EXCERPTED RECORDS →

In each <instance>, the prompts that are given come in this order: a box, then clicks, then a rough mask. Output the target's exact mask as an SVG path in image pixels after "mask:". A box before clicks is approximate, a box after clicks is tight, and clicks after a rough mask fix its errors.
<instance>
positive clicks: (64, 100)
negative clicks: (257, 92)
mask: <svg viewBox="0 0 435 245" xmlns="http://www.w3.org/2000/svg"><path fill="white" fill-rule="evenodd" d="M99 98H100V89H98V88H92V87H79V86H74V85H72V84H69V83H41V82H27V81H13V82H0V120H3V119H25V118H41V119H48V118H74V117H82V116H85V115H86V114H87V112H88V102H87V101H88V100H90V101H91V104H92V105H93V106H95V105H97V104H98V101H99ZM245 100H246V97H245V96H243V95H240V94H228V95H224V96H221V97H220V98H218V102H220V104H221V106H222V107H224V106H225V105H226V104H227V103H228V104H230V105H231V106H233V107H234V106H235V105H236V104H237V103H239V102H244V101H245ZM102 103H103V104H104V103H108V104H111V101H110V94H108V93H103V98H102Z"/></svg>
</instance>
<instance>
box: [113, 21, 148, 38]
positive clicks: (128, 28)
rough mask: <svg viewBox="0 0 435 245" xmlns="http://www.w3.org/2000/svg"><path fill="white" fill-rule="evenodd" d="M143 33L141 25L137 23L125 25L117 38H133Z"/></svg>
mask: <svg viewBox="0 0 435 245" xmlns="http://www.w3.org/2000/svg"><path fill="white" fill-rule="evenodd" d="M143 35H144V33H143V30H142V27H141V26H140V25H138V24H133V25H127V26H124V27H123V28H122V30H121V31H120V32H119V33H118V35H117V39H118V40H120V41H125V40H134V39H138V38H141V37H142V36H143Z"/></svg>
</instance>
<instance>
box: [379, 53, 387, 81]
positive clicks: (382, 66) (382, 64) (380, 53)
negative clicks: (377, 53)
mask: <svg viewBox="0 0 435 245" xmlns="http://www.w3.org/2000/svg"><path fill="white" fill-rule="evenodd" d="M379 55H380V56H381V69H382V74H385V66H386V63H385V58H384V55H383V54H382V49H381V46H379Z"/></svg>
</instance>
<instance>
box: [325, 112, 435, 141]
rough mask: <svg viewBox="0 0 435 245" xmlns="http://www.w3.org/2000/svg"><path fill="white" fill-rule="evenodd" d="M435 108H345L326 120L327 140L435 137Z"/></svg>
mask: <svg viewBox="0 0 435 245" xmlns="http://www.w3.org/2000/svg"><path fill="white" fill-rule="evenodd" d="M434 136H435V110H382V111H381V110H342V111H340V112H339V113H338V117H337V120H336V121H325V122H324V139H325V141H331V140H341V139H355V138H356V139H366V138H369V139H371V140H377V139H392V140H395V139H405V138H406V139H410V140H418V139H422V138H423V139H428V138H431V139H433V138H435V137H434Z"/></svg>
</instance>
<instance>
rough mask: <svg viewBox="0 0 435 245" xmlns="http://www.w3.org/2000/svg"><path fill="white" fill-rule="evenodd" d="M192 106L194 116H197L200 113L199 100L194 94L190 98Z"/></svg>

WORK REQUEST →
What is needed is a word-for-word copy of all the entries.

TASK OUTPUT →
In each <instance>, the prompts that are given come in this order: a box, then clicks, then a rough mask. Output the target's exact mask as an SVG path in image pixels after "mask:". A box before clicks is approximate, a box after clicks is tight, and clicks after a rough mask fix its errors.
<instance>
positive clicks: (64, 100)
negative clicks: (257, 92)
mask: <svg viewBox="0 0 435 245" xmlns="http://www.w3.org/2000/svg"><path fill="white" fill-rule="evenodd" d="M99 98H100V89H98V88H92V87H79V86H74V85H72V84H69V83H41V82H27V81H13V82H0V120H3V119H25V118H41V119H48V118H74V117H82V116H85V115H86V114H87V112H88V102H87V101H88V100H90V101H91V104H92V105H93V106H95V105H97V104H98V101H99ZM245 100H246V97H245V96H243V95H240V94H228V95H224V96H221V97H220V98H218V102H220V104H221V106H222V107H224V106H225V105H226V104H227V103H228V104H230V105H231V106H233V107H234V106H235V105H236V104H237V103H239V102H244V101H245ZM102 103H103V104H104V103H108V104H111V101H110V94H108V93H103V98H102Z"/></svg>
</instance>
<instance>
box: [113, 21, 148, 38]
positive clicks: (128, 28)
rough mask: <svg viewBox="0 0 435 245" xmlns="http://www.w3.org/2000/svg"><path fill="white" fill-rule="evenodd" d="M143 33L141 25L137 23L125 25L117 38H133Z"/></svg>
mask: <svg viewBox="0 0 435 245" xmlns="http://www.w3.org/2000/svg"><path fill="white" fill-rule="evenodd" d="M143 35H144V33H143V30H142V27H141V26H140V25H138V24H133V25H127V26H124V27H123V28H122V30H121V31H120V32H119V33H118V35H117V39H118V40H120V41H125V40H134V39H138V38H141V37H142V36H143Z"/></svg>
</instance>
<instance>
box: [379, 53, 387, 81]
positive clicks: (382, 66) (382, 64) (380, 53)
negative clicks: (377, 53)
mask: <svg viewBox="0 0 435 245" xmlns="http://www.w3.org/2000/svg"><path fill="white" fill-rule="evenodd" d="M379 55H380V56H381V69H382V74H385V66H386V63H385V58H384V55H383V54H382V49H381V46H379Z"/></svg>
</instance>
<instance>
box: [325, 112, 435, 141]
rough mask: <svg viewBox="0 0 435 245" xmlns="http://www.w3.org/2000/svg"><path fill="white" fill-rule="evenodd" d="M435 108H345L326 120L327 140L435 137Z"/></svg>
mask: <svg viewBox="0 0 435 245" xmlns="http://www.w3.org/2000/svg"><path fill="white" fill-rule="evenodd" d="M434 136H435V110H382V111H381V110H342V111H340V112H339V113H338V117H337V120H336V121H325V122H324V139H325V141H331V140H341V139H355V138H356V139H366V138H369V139H371V140H377V139H392V140H395V139H405V138H406V139H410V140H418V139H422V138H423V139H428V138H431V139H433V138H435V137H434Z"/></svg>
</instance>
<instance>
rough mask: <svg viewBox="0 0 435 245" xmlns="http://www.w3.org/2000/svg"><path fill="white" fill-rule="evenodd" d="M192 106L194 116H197L200 113L199 100L194 94L190 98Z"/></svg>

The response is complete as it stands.